= EXERCISE AIM =
Rewrite the records below, swapping every occurrence of "butterfly" for "moth" and leaving everything else unchanged.

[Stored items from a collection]
____

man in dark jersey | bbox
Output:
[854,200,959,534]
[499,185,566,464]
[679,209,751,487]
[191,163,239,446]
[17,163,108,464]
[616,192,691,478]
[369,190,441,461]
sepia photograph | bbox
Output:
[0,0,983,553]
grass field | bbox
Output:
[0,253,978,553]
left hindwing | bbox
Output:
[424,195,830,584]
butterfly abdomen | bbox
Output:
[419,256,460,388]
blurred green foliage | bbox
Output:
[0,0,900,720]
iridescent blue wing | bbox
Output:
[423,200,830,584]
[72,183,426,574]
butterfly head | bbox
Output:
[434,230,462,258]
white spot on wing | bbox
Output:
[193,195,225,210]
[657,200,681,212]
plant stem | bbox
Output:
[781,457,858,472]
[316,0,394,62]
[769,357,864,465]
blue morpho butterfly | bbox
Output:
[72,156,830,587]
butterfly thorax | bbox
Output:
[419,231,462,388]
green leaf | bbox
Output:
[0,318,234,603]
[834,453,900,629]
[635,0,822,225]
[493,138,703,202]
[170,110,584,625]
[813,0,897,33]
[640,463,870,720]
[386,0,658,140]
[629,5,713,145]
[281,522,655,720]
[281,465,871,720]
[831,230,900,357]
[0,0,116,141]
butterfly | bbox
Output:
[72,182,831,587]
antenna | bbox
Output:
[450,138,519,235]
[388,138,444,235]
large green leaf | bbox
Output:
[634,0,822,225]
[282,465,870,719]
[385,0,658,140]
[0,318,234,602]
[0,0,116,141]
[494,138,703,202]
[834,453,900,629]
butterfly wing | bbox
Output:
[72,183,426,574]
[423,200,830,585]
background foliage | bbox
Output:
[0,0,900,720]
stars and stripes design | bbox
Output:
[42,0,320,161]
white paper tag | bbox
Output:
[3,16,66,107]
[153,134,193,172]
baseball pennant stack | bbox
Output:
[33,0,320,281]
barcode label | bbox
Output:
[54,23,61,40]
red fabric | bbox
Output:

____

= SOLUTION TO THE PROBLEM =
man in dark jersey | bbox
Output:
[854,200,959,534]
[499,185,566,464]
[679,209,751,487]
[191,163,239,446]
[17,163,108,464]
[616,192,691,478]
[369,190,441,461]
sepia photograph | bbox
Output:
[0,0,983,553]
grass field | bbox
Output:
[0,253,978,553]
left hindwing | bbox
Output:
[424,195,830,584]
moth abdomen | bbox
Output:
[419,256,460,388]
blurred green foliage | bbox
Output:
[0,0,900,720]
iridescent blue wing | bbox
Output:
[423,200,830,584]
[72,183,426,574]
moth head | bbox
Output:
[434,230,462,258]
white spot on wing | bbox
Output:
[193,195,225,210]
[657,200,681,212]
plant stem | bbox
Output:
[781,457,858,472]
[316,0,394,62]
[769,357,864,465]
blue morpho moth | bbox
Output:
[72,156,830,587]
moth thorax | bbox
Output:
[419,231,462,388]
green leaf | bbox
Output:
[0,318,234,603]
[834,453,900,629]
[635,0,822,225]
[493,138,703,202]
[170,110,584,625]
[813,0,897,33]
[640,463,870,720]
[386,0,658,140]
[629,5,713,145]
[281,522,655,720]
[281,465,871,720]
[831,230,900,357]
[0,0,116,141]
moth | bbox
Output:
[72,182,831,587]
antenna | bbox
Output:
[450,138,519,235]
[388,138,444,235]
large green leaf | bbox
Output:
[634,0,822,225]
[282,465,870,719]
[385,0,658,140]
[0,318,234,602]
[0,0,116,141]
[494,138,703,202]
[834,453,900,629]
moth wing | bbox
Output:
[72,183,426,574]
[423,200,830,585]
background foliage | bbox
Output:
[0,0,900,720]
stars and stripes design | bbox
Output:
[42,0,320,161]
white paper tag | bbox
Output:
[3,16,66,107]
[153,134,193,172]
baseball pennant stack | bbox
Output:
[33,0,320,281]
barcode label | bbox
Output:
[54,23,61,40]
red fabric | bbox
Output:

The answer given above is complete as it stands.